- WRITTEN EXERCISE -
Rewrite the entries below as a two-column CSV with headers "instruction" and "polygons", one row per entry, where each entry's request text and its answer each go in a single quoted field with line breaks replaced by spaces. Leave the pictures out.

- DATASET ENTRIES -
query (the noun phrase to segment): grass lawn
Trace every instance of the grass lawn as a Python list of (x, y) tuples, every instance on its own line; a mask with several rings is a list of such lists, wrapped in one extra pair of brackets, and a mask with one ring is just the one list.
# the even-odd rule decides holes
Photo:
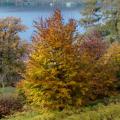
[[(1, 95), (13, 95), (17, 91), (13, 87), (0, 89)], [(117, 99), (120, 99), (119, 97)], [(79, 110), (70, 109), (64, 111), (41, 111), (26, 107), (23, 112), (16, 112), (1, 120), (120, 120), (120, 102), (111, 102), (105, 106), (98, 102), (93, 106), (87, 106)]]
[(16, 88), (14, 88), (14, 87), (0, 88), (0, 94), (2, 94), (2, 95), (15, 94), (15, 93), (16, 93)]
[(93, 110), (86, 108), (84, 111), (46, 111), (42, 113), (28, 110), (2, 120), (120, 120), (120, 104), (98, 105)]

- EXERCISE ANSWER -
instruction,polygons
"query (the noun phrase to segment): grass lawn Trace every instance of the grass lawn as a Python list of (x, y) tuples, every instance on its own line; a mask with several rings is a list of such lists, wrapped in one extra pair of brackets, and a mask with one ring is just the one list. # the even-odd rule decides holes Photo:","[[(1, 95), (13, 95), (17, 91), (13, 87), (0, 89)], [(117, 99), (120, 99), (119, 97)], [(79, 110), (70, 109), (64, 111), (41, 111), (26, 107), (23, 112), (16, 112), (1, 120), (120, 120), (120, 102), (111, 102), (105, 106), (98, 102), (93, 106), (87, 106)]] [(16, 88), (14, 88), (14, 87), (0, 88), (0, 94), (2, 94), (2, 95), (15, 94), (15, 93), (16, 93)] [(93, 110), (86, 108), (84, 111), (46, 111), (42, 113), (28, 110), (2, 120), (120, 120), (120, 104), (98, 105)]"